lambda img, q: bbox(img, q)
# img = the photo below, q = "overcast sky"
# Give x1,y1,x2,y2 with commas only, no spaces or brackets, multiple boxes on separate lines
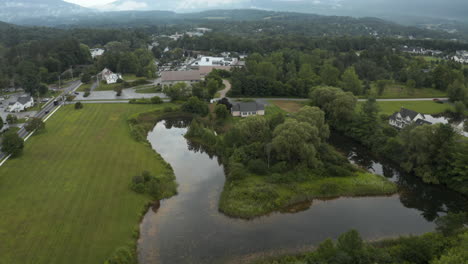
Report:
64,0,116,7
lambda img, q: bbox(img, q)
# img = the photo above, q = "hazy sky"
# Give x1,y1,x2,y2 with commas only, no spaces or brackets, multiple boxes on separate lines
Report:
65,0,116,7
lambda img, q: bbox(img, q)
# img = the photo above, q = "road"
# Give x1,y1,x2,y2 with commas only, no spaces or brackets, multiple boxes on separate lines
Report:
0,80,82,161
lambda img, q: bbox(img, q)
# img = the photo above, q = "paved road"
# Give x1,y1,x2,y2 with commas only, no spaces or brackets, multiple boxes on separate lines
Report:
74,88,167,101
0,81,82,161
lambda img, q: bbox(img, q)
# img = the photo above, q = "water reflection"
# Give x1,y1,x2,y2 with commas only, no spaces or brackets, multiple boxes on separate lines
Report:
138,119,467,264
330,132,468,222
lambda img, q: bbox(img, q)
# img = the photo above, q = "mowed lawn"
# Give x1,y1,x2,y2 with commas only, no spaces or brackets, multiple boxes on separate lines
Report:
369,101,454,115
0,104,172,264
★ ★ ★ ★
What you have to do - Pictures stay out; all other material above is restated word for word.

Answer to this task -
lambda img, q: bbox(img, q)
# img = the photo below, q = "overcast sky"
# Give x1,y1,x2,y2 with commas only, no spaces or brackets, multiple boxes on separate lines
Report:
64,0,116,7
lambda img, q: bbox(img, q)
# img = the photo above, q = "hazy sky"
# Give x1,y1,x2,y2 with commas only, no spaces or brackets, multiple boxes on separate lines
Report:
65,0,116,7
lambda img, q: bbox(img, q)
# img = the photo above, q = "road"
# Give x1,y1,x2,y2 with commas only, no spaces or brackets, multiple boxes on separate lines
Report:
0,80,82,161
lambda img, q: bbox(img, q)
# img = the photo above, q = "paved road"
# Give x1,y1,x2,y2 with commas only, no spaces or brackets, multiple boxes on separate lines
Report:
74,88,167,101
0,81,82,161
lambda img, q: bbox(img, q)
# img = the photo above, q = "water reflection"
# Give x1,y1,x2,y2 with commas only, no spaces or brackets, multiple boxes on separate lines
Report:
138,119,467,264
330,132,468,222
lambda img, q: bbox(img, q)
# img = the photo above, q = "mowed lawn"
# Give x1,y1,x2,y2 with commas only, no spaces or brackets, multiple boxes on separate lines
Report:
369,101,454,115
0,104,172,264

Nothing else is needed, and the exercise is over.